(Stored entries)
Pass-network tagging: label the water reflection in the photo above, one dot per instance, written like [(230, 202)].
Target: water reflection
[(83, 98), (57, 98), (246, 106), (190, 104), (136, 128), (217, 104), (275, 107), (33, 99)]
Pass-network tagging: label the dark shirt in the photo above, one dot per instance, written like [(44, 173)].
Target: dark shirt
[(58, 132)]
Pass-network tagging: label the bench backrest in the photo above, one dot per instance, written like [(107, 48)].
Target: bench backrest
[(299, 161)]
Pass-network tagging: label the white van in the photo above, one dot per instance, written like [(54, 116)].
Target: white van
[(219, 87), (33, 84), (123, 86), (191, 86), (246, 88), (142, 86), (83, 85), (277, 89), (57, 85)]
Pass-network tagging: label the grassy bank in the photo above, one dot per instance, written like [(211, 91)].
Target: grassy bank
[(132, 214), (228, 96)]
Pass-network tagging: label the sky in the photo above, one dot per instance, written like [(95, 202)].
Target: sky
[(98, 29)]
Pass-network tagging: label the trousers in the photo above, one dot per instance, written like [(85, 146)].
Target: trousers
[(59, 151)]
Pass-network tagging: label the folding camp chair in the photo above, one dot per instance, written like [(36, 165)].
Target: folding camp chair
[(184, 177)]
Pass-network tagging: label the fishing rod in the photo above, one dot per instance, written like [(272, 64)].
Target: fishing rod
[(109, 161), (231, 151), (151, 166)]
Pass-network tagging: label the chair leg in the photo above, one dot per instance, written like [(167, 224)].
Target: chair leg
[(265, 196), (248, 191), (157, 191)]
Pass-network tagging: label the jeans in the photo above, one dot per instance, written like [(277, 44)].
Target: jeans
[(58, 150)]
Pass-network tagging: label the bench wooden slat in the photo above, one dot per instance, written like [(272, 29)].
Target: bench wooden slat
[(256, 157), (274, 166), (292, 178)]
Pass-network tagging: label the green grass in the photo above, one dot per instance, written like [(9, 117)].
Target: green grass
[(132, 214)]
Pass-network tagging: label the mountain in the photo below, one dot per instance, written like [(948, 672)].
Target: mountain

WHAT IS REQUIRED: Your task is to quote the listing above word for word.

COMPLETED TASK:
Pass-network tagging: label the water reflection in the photo above, one dot per instance, written like [(230, 202)].
Target: water reflection
[(83, 98), (57, 98), (246, 106), (190, 104), (136, 128), (217, 104), (275, 107), (33, 99)]
Pass-network tagging: label the dark shirt in the photo above, one dot per instance, written like [(44, 173)].
Target: dark shirt
[(58, 132)]
Pass-network tagging: label the bench backrest in the photo above, one dot per instance, written like [(107, 48)].
Target: bench backrest
[(299, 161)]
Pass-network tagging: label the white van in the photo above, one dot per instance, written like [(54, 116)].
Target: white van
[(219, 87), (33, 84), (123, 86), (191, 86), (246, 88), (142, 86), (83, 85), (277, 89), (57, 85)]
Pass-network tagging: label the grassy bank in the photo above, one dot per instance, written like [(211, 91)].
Target: grassy bank
[(132, 214), (228, 96)]
Pass-network tagging: label the sky in the photo above, one dot per instance, written like [(95, 202)].
Target: sky
[(98, 29)]
Pass-network tagging: label the trousers in the photo above, one dot per instance, written like [(85, 146)].
Target: trousers
[(59, 151)]
Pass-network tagging: label the folding camp chair in the photo above, one dot per instance, written like [(36, 165)].
Target: folding camp chair
[(184, 177)]
Pass-network tagging: label the fishing rod in the photo above, one dot per instance, written like [(272, 64)].
Target: fishing rod
[(109, 161), (231, 151), (151, 166)]
Pass-network tagging: label the chair leg in the photo above, one dot per instance, written like [(167, 224)].
Target: chair leg
[(265, 196), (248, 191), (157, 191)]
Pass-network tagging: label the jeans in the photo above, one dot per instance, written like [(277, 44)].
Target: jeans
[(58, 150)]
Pass-network tagging: label the bench wooden slat in the photo above, one dot per instance, written like [(272, 29)].
Target: bench wooden slat
[(256, 157), (274, 166), (292, 178)]
Pass-network tagging: label the green grass in the photo above, one dot per instance, written like [(9, 117)].
Target: green grass
[(132, 214)]
Pass-network tagging: label the mountain in the photo below, one dot per instance, written like [(948, 672)].
Target: mountain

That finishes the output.